:: KUTIPAN ARTIKEL ::
┌──

Ancaman
Anggaran Pertahanan Tiongkok
Darma Agung ; Pemerhati Isu Pertahanan;
Alumnus Universitas Pertahanan Indonesia
|
KOMPAS, 11 Mei 2015
Perbandingan anggaran
pertahanan Tiongkok dengan negara lainnya dilihat dari berbagai aspek menunjukkan
bahwa anggaran pertahanan Tiongkok memang cukup besar.
Meskipun hal tersebut
merupakan konsekuensi dari pertumbuhan ekonomi Tiongkok dan penguatan sektor
anggaran pertahanan merupakan kebijakan Tiongkok terkait stabilitas kawasan
dan integritas teritorial. Akan tetapi, pengaruhnya terhadap negara lain
merupakan ancaman tersendiri terhadap stabilitas kawasan.
Menilik data Stockholm
International Peace Research Institute (SIPRI), anggaran pertahanan Tiongkok
mengalami peningkatan secara signifikan yang pertumbuhannya melesat sejak
2005 hingga sekarang. Peningkatan tersebut telah melampaui anggaran
pertahanan Jepang yang selama ini mendominasi anggaran pertahanan terbesar di
kawasan sejak pasca-Perang Dingin (1989).

└──

:: CUPLIKAN DAFTAR ::
┌──

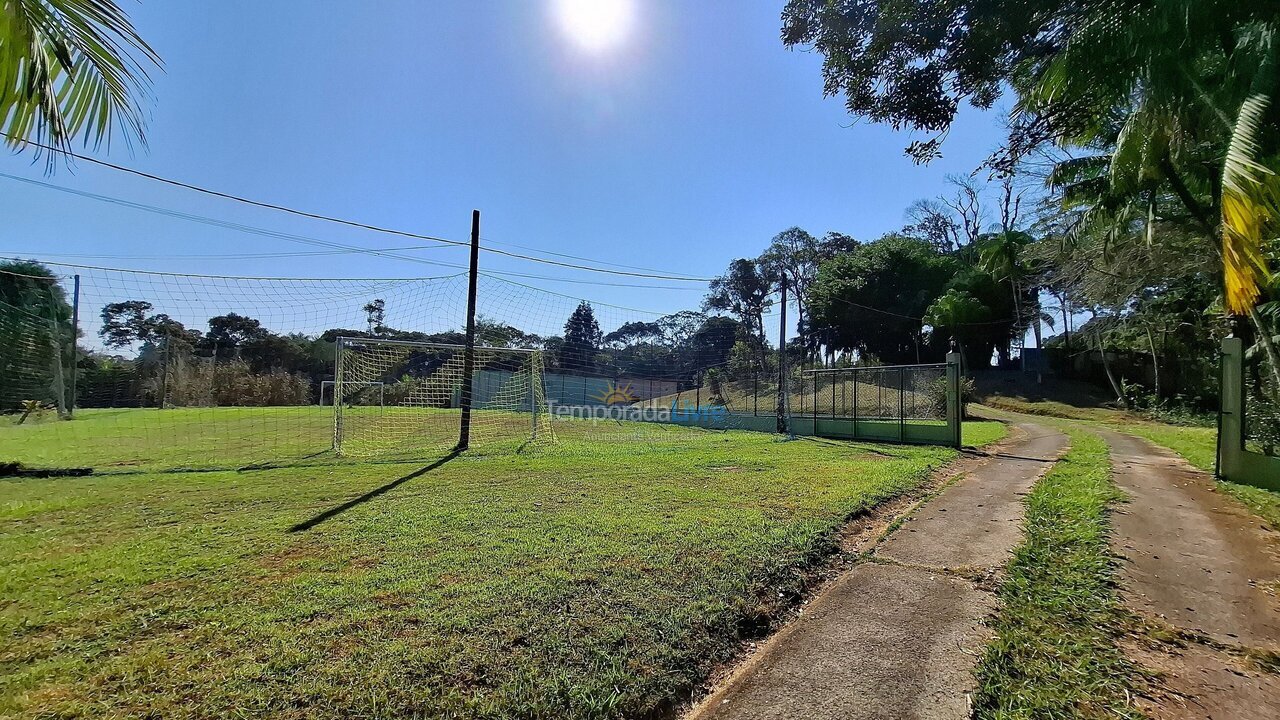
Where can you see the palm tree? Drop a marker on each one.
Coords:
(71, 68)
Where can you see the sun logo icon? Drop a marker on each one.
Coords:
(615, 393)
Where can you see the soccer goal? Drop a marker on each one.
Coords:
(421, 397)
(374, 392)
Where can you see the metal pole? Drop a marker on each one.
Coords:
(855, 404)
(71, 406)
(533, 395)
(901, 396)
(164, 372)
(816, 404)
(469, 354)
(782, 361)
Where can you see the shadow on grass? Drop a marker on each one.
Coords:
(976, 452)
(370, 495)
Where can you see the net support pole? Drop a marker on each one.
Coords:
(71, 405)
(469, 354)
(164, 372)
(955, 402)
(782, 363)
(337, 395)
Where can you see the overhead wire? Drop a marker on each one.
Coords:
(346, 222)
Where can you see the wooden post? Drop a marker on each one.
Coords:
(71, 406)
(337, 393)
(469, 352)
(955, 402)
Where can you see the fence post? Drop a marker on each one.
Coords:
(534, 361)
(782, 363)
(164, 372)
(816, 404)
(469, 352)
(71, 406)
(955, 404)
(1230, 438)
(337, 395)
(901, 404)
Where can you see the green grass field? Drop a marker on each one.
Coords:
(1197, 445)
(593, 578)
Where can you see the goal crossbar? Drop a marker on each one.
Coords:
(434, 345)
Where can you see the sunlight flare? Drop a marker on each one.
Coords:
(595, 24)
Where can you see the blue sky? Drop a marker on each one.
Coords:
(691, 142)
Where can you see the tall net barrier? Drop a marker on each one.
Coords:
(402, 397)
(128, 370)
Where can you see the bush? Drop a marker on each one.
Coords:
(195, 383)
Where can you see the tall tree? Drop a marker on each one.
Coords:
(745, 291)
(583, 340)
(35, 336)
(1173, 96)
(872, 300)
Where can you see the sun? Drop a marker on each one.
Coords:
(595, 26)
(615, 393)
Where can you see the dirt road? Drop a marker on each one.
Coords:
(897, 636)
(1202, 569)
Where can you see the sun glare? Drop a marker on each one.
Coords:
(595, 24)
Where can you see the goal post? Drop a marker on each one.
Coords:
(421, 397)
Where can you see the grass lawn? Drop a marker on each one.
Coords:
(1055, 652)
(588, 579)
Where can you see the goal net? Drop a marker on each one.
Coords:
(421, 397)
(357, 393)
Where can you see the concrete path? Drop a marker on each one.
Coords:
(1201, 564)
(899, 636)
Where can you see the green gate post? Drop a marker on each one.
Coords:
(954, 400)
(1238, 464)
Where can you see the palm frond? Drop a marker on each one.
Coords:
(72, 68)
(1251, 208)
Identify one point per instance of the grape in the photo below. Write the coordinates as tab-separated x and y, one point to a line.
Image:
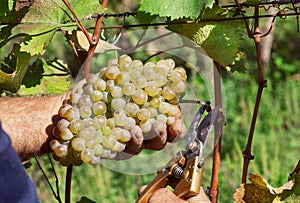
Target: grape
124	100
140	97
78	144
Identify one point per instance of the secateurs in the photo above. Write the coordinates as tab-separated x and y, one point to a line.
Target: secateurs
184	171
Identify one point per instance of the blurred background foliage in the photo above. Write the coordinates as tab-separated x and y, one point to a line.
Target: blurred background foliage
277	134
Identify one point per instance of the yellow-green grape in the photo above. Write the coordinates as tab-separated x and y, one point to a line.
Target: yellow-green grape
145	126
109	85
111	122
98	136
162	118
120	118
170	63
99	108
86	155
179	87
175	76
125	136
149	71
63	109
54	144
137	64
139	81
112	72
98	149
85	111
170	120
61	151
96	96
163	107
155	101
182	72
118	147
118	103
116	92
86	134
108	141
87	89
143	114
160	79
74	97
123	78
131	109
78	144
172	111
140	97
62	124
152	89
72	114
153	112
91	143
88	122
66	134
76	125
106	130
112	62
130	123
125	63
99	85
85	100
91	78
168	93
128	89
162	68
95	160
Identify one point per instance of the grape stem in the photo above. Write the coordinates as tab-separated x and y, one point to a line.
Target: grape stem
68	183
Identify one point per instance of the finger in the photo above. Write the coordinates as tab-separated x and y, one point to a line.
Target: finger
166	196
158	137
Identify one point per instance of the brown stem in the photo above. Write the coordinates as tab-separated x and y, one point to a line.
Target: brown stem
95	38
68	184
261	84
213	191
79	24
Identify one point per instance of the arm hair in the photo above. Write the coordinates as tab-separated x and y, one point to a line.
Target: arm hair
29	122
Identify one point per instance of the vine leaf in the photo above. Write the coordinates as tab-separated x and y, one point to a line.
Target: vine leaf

└──

:: TUGAS YANG DIMINTA ::
**1)** Temukan semua baris dalam daftar yang memuat kata "finger", dengan memperhatikan huruf besar dan kecil.
**2)** Tulis kelanjutan artikel tentang anggaran pertahanan Tiongkok setelah kalimat terakhir yang ditampilkan.
Artikel dan daftar di atas diambil dari sumber yang berlainan.

:: HASIL BERURUTAN ::
**1)**
Identify one point per instance of the finger in the photo above. Write the coordinates as tab-separated x and y, one point to a line.
Target: finger

**2)**
Kesenjangan antara
anggaran pertahanan Tiongkok dengan negara lain di kawasan terlihat sangat
lebar. Bahkan, sejak 2011, baik secara nominal maupun konstan, anggaran
pertahanan Tiongkok merupakan anggaran terbesar jika dibandingkan dengan
total gabungan anggaran pertahanan Jepang, Korea Selatan, India, dan Vietnam,
negara-negara yang selama ini menjadi rival tradisional Tiongkok. Namun,
secara rasio persentase terhadap PDB, anggaran belanja pemerintah, dan per
kapita, anggaran pertahanan Tiongkok masih kalah apabila dibandingkan dengan negara
lainnya.
Rata-rata persentase
anggaran pertahanan Tiongkok terhadap PDB sejak pasca-Perang Dingin cenderung
stabil, yaitu 1,97 persen. Rata-rata persentase tersebut lebih kecil
dibandingkan dengan rata-rata persentase anggaran pertahanan Brunei, Pakistan,
Singapura, Korea Selatan, India, Vietnam, terhadap PDB setiap negara, dan
hanya sedikit lebih besar dibandingkan dengan Australia (1.93 persen). Jika
diubah tahun dasarnya ke 2000, posisi Tiongkok hanya kalah dari Singapura,
Pakistan, Brunei, India, dan Korea Selatan.
Hanya, jika
menggunakan acuan rata-rata persentase anggaran pertahanan terhadap anggaran
belanja pemerintah sejak 1989, persentase anggaran pertahanan Tiongkok (11
persen) hanya lebih rendah dari Singapura (24 persen) dan Pakistan (18
persen). Sementara India memiliki rata-rata persentase yang sama dengan
Tiongkok.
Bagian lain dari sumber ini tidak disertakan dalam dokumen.